I don’t know—perhaps that challenge is more a matter of form than of material. Some of the materials I’m drawn to are delicate, so they age and will need care over time, though probably no more than normal. I like understanding material processes and social histories, and have always worked with familiar materials: paper, cotton, raw sheep fleece. I've worked with live sheep too, of course. Most of my favorite materials muddle the difference between something grown and something made. Gampi is a plant and a paper that I love. It’s a long fiber and the paper it makes is tissue-thin but very strong, and somewhat transparent with a sheen. It holds an image in a particular way. Right now I'm having a hard time getting the paper because of climate change. It comes from Japan and I’ve learned that the plant is more scarce now, since the harvesting is more difficult and at higher elevations. Actually, I just got an email from Hiromi Paper—they’re looking for a solution for me, because the papers we have been able to find recently don't have the same sheen or hand as the works you saw in the gallery.

NK

That's interesting. You have to deal with the natural constraints of some of these materials.

AH

Sometimes sourcing material—an acre of linotype, or the horse hair from tropos, my project at Dia—can be a challenge in any quantity. It’s also interesting to find how unfamiliar people can be with material histories. Horse hair, like language, grows from the inside out. It carries cellular memory, and at Dia it was an oceanic expanse, sewn into a giant carpet that covered the entire floor. I remember a journalist coming in soon after it opened, walking across the hair, not really looking around, and asking me, “What does the horse hair mean?” And I just remember thinking, “What do you mean, ‘What does it mean?’” It's more like, “What is it?” I think about how ingrained our habits with art are—instead of looking at what and how something is, to think outside the work so quickly. One of the goals of the work I make is to try to invite you to join it; to be in it long enough that that habit of mind might loosen.

Challenges -
• A. According to the interview, why is gampi paper currently difficult to obtain?
• B. Pull out each line of the entries that contains the word "window".

Extracted entries -

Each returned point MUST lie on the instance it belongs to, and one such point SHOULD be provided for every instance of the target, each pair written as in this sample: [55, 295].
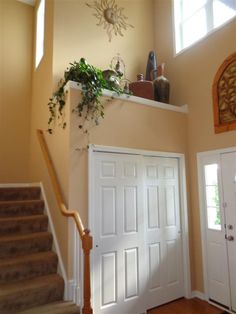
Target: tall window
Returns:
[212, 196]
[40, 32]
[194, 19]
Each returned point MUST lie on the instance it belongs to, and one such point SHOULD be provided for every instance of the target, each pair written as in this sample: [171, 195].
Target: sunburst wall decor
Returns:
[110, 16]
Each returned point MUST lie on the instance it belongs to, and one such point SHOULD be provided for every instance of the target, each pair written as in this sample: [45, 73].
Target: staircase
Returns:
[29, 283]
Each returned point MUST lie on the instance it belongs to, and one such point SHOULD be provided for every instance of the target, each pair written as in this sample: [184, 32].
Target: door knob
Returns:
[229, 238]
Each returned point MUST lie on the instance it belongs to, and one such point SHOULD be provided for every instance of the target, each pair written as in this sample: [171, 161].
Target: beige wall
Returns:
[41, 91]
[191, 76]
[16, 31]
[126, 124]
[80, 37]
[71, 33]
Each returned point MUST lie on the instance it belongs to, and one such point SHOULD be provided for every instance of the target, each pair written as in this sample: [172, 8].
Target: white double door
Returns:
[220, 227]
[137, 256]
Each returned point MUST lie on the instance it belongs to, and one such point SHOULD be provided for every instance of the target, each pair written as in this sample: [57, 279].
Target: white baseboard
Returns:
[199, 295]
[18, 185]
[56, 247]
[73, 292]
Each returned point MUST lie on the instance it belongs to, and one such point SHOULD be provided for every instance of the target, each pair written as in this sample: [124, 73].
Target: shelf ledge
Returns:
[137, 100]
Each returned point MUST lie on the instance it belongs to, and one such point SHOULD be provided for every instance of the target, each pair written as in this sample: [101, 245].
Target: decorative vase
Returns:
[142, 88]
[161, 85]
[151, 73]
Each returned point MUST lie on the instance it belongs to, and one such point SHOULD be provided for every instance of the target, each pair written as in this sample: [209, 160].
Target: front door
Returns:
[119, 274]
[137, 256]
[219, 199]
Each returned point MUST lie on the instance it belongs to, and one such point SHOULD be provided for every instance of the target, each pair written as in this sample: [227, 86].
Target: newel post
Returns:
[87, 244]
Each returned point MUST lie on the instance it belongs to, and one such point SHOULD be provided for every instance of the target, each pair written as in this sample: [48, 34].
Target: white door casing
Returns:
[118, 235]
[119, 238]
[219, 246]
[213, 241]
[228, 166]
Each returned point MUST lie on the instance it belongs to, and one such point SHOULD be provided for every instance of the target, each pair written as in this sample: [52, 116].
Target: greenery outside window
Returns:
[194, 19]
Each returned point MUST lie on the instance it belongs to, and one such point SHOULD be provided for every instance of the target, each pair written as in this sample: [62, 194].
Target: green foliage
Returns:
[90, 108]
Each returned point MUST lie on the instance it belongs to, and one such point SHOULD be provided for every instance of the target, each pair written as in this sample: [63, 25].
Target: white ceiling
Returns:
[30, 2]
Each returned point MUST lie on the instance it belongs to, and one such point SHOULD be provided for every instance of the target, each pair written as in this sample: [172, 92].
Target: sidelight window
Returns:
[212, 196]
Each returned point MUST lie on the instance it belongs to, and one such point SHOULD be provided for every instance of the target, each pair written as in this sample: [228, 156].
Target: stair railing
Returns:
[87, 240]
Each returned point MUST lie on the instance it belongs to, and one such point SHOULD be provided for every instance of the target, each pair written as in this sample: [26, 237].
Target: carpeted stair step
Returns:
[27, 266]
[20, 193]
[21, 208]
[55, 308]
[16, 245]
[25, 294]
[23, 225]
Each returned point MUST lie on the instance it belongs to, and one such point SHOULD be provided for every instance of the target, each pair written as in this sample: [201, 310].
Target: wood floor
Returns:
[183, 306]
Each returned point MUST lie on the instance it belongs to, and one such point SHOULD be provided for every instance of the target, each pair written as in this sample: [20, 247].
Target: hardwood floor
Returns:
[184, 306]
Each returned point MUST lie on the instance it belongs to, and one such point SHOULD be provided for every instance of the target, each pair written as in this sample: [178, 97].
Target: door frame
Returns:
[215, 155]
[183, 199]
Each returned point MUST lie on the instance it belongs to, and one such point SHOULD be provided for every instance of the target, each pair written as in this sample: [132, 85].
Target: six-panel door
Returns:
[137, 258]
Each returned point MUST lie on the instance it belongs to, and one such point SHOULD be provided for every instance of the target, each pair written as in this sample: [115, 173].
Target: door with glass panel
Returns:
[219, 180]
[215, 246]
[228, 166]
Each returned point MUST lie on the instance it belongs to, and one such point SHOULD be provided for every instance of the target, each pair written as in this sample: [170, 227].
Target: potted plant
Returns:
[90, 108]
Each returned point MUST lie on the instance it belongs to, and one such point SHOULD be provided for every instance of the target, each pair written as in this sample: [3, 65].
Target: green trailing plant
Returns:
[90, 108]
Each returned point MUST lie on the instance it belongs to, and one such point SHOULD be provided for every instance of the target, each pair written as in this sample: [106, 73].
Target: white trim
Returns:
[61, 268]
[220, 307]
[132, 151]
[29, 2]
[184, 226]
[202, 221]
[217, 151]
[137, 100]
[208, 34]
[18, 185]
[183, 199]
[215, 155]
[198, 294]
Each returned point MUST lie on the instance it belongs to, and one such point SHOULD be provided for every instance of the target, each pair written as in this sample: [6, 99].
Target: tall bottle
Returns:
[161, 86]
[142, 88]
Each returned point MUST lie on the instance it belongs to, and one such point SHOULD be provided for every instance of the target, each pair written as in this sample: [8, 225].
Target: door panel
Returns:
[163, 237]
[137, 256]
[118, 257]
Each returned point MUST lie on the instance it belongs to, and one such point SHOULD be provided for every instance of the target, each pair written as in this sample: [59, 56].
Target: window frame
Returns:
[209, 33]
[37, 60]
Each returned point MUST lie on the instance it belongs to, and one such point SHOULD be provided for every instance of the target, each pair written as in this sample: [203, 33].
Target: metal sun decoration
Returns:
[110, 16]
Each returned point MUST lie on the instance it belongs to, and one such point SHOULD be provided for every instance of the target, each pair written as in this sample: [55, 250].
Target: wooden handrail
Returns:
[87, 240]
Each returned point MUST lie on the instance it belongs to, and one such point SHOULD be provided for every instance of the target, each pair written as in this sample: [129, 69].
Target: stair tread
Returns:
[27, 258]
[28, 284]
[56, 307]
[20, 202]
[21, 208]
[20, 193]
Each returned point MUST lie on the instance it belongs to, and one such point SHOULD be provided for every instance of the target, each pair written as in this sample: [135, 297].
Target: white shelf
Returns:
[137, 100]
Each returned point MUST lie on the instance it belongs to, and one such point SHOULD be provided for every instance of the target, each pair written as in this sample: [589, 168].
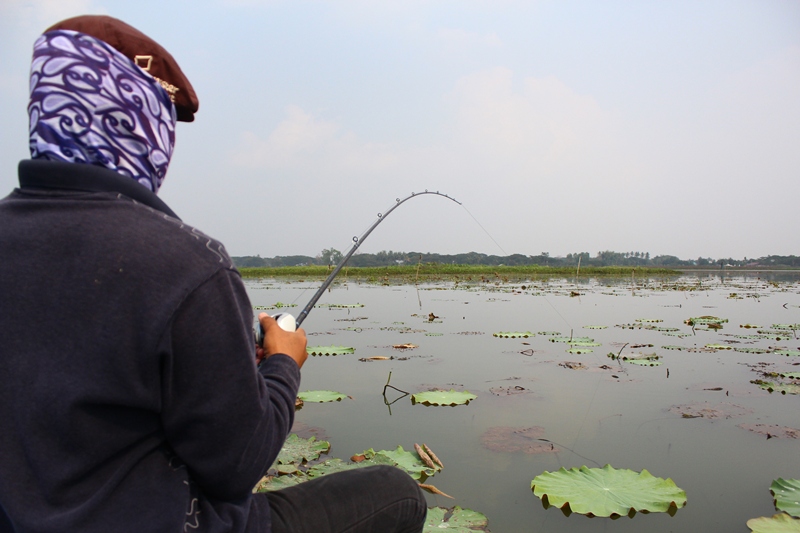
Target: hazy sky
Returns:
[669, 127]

Outputs -
• A. Because of climate change, the gampi plant in Japan has become scarcer, and harvesting it is harder and happens at higher elevations.

• B.
Target: tall window
Target: greenery outside window
Target: sidelight window
Target: window frame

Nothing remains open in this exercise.